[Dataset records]
>>

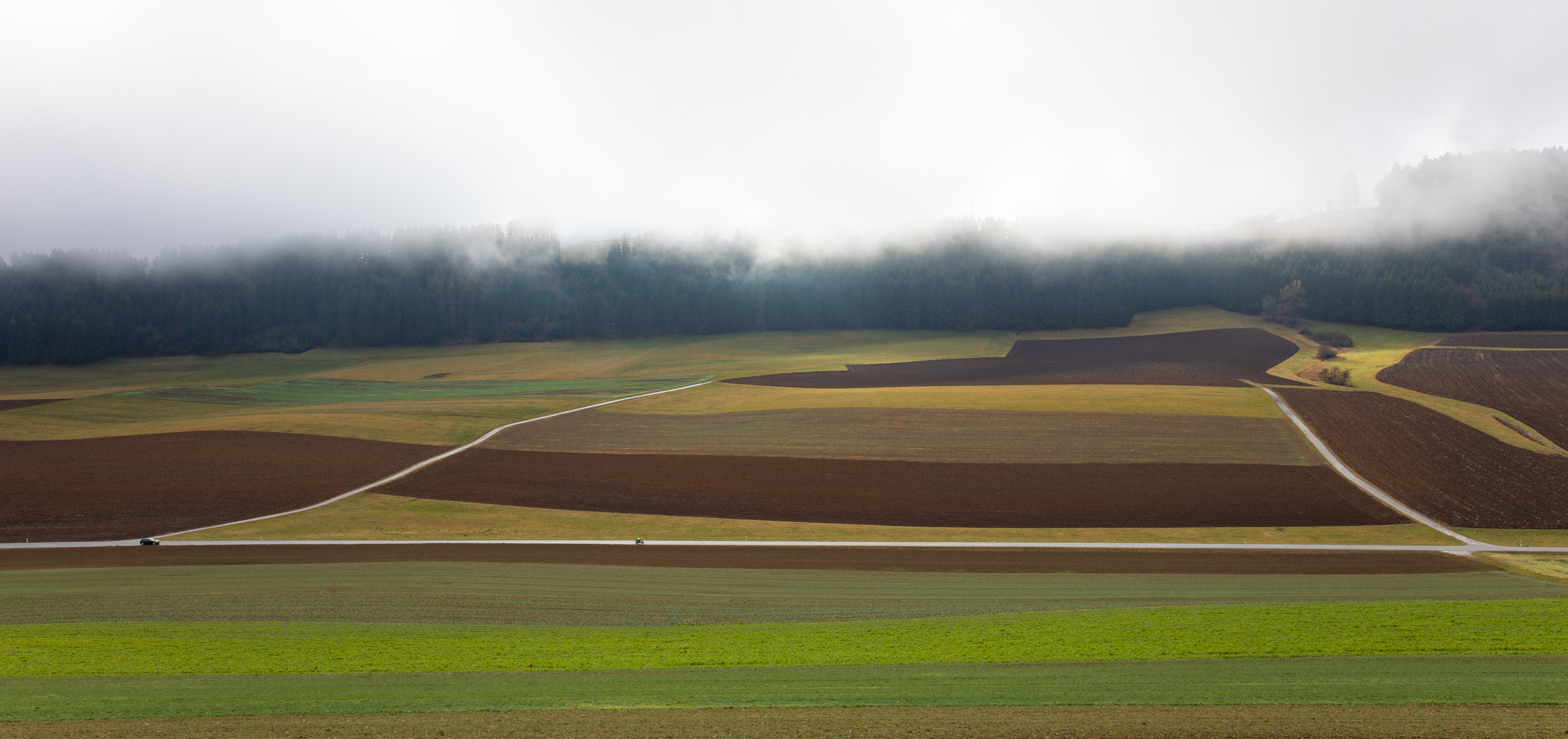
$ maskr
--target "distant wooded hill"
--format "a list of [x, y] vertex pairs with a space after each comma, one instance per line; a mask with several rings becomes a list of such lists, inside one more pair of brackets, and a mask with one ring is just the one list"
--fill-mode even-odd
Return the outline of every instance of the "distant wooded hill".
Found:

<<

Could you give back every line of the data above word for word, leaving out the pictures?

## ANSWER FOR THIS EXERCISE
$ maskr
--target "distant wooded hill"
--format "a list of [x, y] vertex pairs with a space after each comma, one instance per line; a mask with several rings becomes a list of such lists, inside one more pair of brackets, and a mask with one ring is just the one list"
--fill-mode even-odd
Return the outline of every instance of the "distant wooded hill".
Found:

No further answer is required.